• **ページ抜粋**
═══

英国式石積み=Dry Stone Walling(ドライ・ストーン・ウォーリング)という言葉、聞いたことありませんか? 今、造園や園芸業界で注目されているイギリスの伝統的な石積みです。
2018年、イギリスで資格制度ができて50年を記念して、資格を持つプロによる今回限りの技能大会が開催されました。題して「50th Anniversary National Walling Competition in Great Britain」。日本からは、この道の草分けでもあり第一人者の神谷輝紀さんと、神谷造園の鷲見典伸さんが参加しました。結果は、ペアで参加のコンペでは総合2位、そしてレベル別では神谷さんが最優秀外国人賞、鷲見さんが最優秀賞と、すばらしい成績を収めました。

═══

データセット抜粋
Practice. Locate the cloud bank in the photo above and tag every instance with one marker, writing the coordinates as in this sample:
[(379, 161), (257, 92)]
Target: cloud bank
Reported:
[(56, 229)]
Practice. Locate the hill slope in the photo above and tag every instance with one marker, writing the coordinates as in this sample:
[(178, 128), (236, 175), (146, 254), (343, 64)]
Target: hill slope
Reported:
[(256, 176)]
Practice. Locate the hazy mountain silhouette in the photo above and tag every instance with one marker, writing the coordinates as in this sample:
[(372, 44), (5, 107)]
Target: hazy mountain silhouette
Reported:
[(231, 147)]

═══

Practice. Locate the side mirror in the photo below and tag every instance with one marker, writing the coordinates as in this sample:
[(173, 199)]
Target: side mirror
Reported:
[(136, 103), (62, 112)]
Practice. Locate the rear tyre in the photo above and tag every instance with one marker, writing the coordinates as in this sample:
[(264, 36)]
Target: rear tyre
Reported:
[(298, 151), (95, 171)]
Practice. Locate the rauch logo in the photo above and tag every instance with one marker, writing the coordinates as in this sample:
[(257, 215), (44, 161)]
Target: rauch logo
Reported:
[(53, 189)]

═══

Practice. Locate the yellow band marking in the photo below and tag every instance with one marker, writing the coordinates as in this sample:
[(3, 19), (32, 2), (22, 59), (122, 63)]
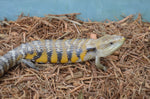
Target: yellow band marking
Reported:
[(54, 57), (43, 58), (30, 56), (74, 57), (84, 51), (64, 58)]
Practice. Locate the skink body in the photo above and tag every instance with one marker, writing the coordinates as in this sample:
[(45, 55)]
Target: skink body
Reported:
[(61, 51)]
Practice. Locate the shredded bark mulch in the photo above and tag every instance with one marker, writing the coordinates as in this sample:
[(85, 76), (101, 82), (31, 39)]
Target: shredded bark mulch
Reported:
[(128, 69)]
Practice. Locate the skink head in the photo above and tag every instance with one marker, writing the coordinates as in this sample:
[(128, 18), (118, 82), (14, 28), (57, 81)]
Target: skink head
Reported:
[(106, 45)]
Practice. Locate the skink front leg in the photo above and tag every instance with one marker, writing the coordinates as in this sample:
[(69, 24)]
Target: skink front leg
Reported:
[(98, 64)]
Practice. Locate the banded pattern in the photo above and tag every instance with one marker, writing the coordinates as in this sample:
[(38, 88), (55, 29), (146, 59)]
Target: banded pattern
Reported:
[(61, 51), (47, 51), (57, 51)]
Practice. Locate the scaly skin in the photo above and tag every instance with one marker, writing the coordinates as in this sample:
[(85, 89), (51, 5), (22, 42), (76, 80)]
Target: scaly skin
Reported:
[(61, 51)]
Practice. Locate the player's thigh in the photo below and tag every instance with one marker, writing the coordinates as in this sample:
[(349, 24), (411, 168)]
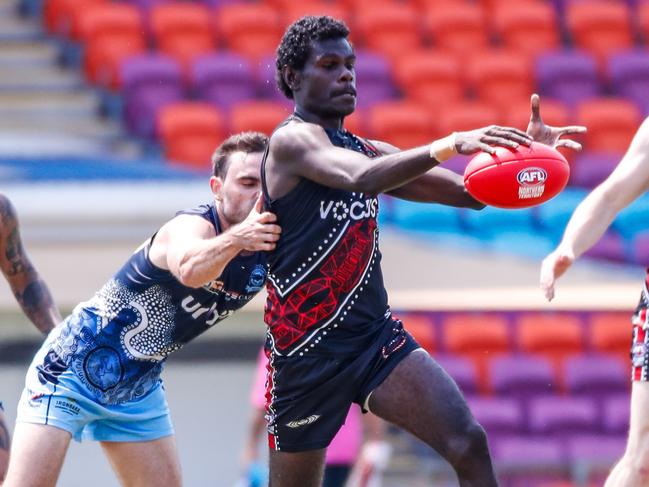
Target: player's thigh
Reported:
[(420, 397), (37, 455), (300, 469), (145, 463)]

═══

• **取り組む課題**
• A. 英国式石積みの文章によると、技能大会で日本からの参加者が収めた成績（順位や賞）には何がありますか？すべて挙げてください。
• B. 英国式石積みの文章を最後の文の後から引き取り、続きを書いてください。
エントリーを使う必要はありません。

• **課題の解答**
• A.
- ペアで参加したコンペで総合2位
- 神谷さんの最優秀外国人賞
- 鷲見さんの最優秀賞

• B.
では英国式石積みとはどんなものでしょう。東京ドームで毎年開催されているテーブルウェア・フェスティバル2017で、メインガーデンに丸い窓の空いた石積みの列が展示されていたのを覚えている方もおられるでしょう。六本木けやき坂通りの花壇や全国都市緑化よこはまフェアでの日本大通りの花飾りなど、各地で活躍するガーデンデザイナー竹谷仁志さんと組んで神谷さんがつくった作品です。
コッツウォルズストーンと言われるハニーカラー(蜂蜜色)の石を、機械類はいっさい使わずに、ハンマーや石ノミで調整、モルタルなどの接着剤もいっさい使わずに、神谷さんの工房で手積みしたものを、トラックで東京までは移送してきたものです。仕上げは現地で行いましたが、移送中も崩れることなくその強度もお墨付きです。
さて、今回のコンペはどんなものだったのでしょう。
「長く続いた石積みが設置されていて、多くが崩れていたりと、修復の必要な状態になっています。自分たちに割り当てられたエリアを、7時間の制限時間内に修復する、あらためてきれいに積みなおすというコンペでした。過酷なコンペでしたが、積みなおし方、出来栄え、作業スピードなど多くの部分で高い評価を受け受賞に至りました。二人とも翌日は体中が痛くて大変でしたが(笑)。この伝統技法の本場で高い評価をいただけたのは本当にうれしかったですね」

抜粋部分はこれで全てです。